» Task instructions:
Answer these questions using the review of Prochnik's book on Putnam and Freud:
(a) In what month and year did Freud and his colleagues arrive at Putnam's Adirondack retreat?
(b) In what year did Putnam die?
(c) Whose popular blend of theology and psychology does Prochnik cite as a sign of Putnam's lasting influence?

[[ Text for analysis open ]]

The great-grandson of James Jackson Putnam explores the relationship between his ancestor and Freud, as revealed in family archives, in published correspondence and other writings by the principals and in existing biographies and commentaries.
Debut author Prochnik begins with a rather imaginative description of the arrival of the Viennese psychoanalyst and his colleagues, Sandor Ferenczi and Carl Jung, at Putnam’s Adirondack retreat in September 1909. Clearly out of his element in this rustic setting, where an earnest athleticism prevailed, Freud, who had just delivered his famous series of lectures on psychoanalysis at Clark University, was nevertheless eager to spread his ideas to America, and Putnam, a prominent Boston psychologist who was disenchanted with the professional practice of psychology in America, was just the man to help him do it. After their brief time together at the retreat, Freud returned to Vienna, and Putnam to Boston, where he set up his clinic as a psychoanalytic laboratory, started a program of self-analysis and began writing and lecturing widely on Freud’s ideas. The two men met again in Europe in 1911, when Freud gave Putnam a brief, intense analysis and Putnam delivered a paper at the Weimar Congress. They corresponded regularly, until Putnam’s death in 1918. The time at Putnam Camp occupies a tiny part of this dense and overwritten account, but it is the most enjoyable, vivid portion. Prochnik tries to render Putnam, the upstanding New England blue blood, interesting by revealing his long relationship with a female ex-patient—was it or wasn’t it an affair?—but the intellectual debate between Freud and Putnam is heavy going. Putnam, who had faith in God and in the good will of humanity, argued (while Freud skillfully resisted) the idea that psychoanalysis should be linked with a philosophical system and with a particular set of ethical values. Prochnik argues that Putnam’s influence is still felt today, e.g., in the popularity of M. Scott Peck’s blend of theology and psychology. Somewhat outside Prochnik’s purported scope and covered extensively by other writers are Freud’s differences with his European colleagues in the psychoanalytic movement; nevertheless, they are discussed here at considerable length.
A sprawling, unwieldy and uneven work.

[[ Text for analysis closed ]]
[[ Supplied data open ]]

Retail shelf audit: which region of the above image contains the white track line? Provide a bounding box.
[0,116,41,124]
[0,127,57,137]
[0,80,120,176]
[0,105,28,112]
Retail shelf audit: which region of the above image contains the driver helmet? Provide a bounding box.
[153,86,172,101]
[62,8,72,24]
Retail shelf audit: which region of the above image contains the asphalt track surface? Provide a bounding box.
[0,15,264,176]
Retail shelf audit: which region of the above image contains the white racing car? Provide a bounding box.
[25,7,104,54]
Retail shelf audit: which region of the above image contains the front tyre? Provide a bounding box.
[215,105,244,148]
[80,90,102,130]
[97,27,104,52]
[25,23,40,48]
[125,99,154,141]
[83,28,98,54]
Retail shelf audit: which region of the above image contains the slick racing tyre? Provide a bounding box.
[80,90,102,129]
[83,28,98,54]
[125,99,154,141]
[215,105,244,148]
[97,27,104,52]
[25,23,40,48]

[[ Supplied data closed ]]

» Response to the exercise:
(a) September 1909
(b) 1918
(c) M. Scott Peck's